DOCUMENT SECTION:
# # # # # # #

PROTECTION DESIGN AND INSTALLATION
Part of the services offered by ABB Furse includes a free site survey from which the appropriate scheme of protection covering mains power supplies, data communication and telephone lines and other services is specified, and a quotation for the supply of the necessary equipment submitted. Armed with the specification, equipment would be ordered and installed by an electrical contractor appointed by the Policyholder. If required, Furse can supply a list of contractors specialising in this field.
Another company in the field is PD Devices Ltd www.pddevices.co.uk. who also provide a similar service.
All SPD’s manufactured or supplied by these companies meet with the testing requirements of the EN 61643 series.
PROTECTION COSTS
Supply and installation costs will vary considerably depending on the size and complexity of the scheme of protection. However, theories that transient protection schemes are extremely expensive and beyond the budget of all but the largest businesses are unfounded. Small installations, typically comprising of the protection to incoming and outgoing power and telecoms lines and selected equipment downstream are unlikely to involve a total outlay much in excess of £3000. These can therefore be extremely cost effective within the SME sector and above, as protection against expensive equipment repairs/renewals and down time.
INSPECTION AND MAINTENANCE OF THE LIGHTNING PROTECTION SYSTEM (LPS)
BS EN 62305 recommends a robust approach to the maintenance of lightning protection systems (including SPDs), the key elements of which include:
Inspection of the LPS should be conducted by a lightning protection specialist.
The inspector should be provided with the LPS design report, together with the previous maintenance and inspection reports where applicable.
The LPS should be visually inspected at least annually, including a check that there have been no additions or alterations to the structure for which additional protection would be required.
In respect of critical installations such as structures containing sensitive internal IT/telecoms systems or where a high number of people may be present, annual inspection and electrical testing of the LPS is advocated.
Lightning protection systems on sites involving explosive materials should be inspected every 6 months and tested annually.
SPD’s without a visual status indicator need to be tested in accordance with the guidelines provided by the manufacturer.

# # # # # # #

Point-per-instance localization data:

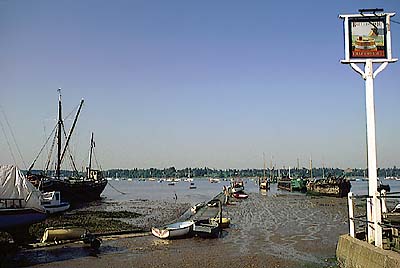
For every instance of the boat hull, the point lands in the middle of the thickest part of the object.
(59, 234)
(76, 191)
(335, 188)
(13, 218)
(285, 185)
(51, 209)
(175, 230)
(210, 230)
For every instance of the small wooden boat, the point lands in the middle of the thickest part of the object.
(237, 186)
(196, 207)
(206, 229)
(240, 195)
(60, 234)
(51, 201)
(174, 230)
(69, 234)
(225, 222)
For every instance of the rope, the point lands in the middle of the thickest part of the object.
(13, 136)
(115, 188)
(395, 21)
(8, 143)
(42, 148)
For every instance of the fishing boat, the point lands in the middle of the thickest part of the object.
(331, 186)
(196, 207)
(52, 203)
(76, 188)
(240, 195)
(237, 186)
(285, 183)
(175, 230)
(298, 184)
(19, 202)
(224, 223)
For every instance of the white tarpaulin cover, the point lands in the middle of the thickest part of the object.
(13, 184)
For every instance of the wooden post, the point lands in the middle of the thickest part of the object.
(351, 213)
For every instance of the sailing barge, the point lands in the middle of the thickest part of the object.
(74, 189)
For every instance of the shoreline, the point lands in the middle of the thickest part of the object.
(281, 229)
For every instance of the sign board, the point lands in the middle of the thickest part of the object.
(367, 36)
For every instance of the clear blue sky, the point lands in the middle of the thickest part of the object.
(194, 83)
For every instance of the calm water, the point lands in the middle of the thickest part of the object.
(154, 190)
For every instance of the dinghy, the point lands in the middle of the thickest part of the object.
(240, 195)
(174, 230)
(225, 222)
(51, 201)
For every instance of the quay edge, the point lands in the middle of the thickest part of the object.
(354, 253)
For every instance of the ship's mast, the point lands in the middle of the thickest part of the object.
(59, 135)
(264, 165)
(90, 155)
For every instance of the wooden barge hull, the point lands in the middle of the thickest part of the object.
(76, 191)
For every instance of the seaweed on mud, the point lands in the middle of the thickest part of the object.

# # # # # # #

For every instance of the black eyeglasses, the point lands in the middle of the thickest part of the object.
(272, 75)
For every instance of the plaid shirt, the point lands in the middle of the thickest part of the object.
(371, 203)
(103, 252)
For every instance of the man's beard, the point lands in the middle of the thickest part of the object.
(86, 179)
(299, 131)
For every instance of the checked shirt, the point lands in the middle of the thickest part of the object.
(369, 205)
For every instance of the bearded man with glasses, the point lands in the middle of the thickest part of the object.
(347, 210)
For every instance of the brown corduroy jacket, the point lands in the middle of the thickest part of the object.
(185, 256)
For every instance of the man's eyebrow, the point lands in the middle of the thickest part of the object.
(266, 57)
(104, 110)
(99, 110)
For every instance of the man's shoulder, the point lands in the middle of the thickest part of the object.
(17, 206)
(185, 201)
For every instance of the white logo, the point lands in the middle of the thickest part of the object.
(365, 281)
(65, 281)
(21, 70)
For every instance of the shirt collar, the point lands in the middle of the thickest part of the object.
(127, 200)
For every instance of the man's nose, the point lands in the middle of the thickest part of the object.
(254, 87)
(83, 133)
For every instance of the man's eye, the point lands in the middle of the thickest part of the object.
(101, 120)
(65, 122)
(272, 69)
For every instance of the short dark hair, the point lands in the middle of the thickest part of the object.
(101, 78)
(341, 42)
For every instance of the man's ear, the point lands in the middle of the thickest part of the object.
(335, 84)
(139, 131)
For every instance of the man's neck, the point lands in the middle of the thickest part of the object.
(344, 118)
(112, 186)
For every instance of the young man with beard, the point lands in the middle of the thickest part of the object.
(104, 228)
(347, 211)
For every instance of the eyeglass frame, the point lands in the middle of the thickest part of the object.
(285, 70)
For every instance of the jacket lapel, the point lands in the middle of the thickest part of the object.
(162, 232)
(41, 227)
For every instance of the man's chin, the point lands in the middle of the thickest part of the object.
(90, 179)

# # # # # # #

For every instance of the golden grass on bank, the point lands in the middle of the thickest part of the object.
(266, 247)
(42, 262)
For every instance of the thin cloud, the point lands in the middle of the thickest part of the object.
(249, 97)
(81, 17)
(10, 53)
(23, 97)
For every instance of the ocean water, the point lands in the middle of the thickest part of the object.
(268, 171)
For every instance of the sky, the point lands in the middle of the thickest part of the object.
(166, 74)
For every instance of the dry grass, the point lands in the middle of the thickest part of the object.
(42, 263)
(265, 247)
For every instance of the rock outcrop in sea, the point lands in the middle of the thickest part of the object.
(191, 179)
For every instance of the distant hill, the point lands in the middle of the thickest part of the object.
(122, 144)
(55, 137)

# # # # # # #

DIRECTIONS:
According to the lightning protection text, how often should lightning protection systems on sites involving explosive materials be inspected and tested?

RESPONSE BELOW:
They should be inspected every 6 months and tested annually.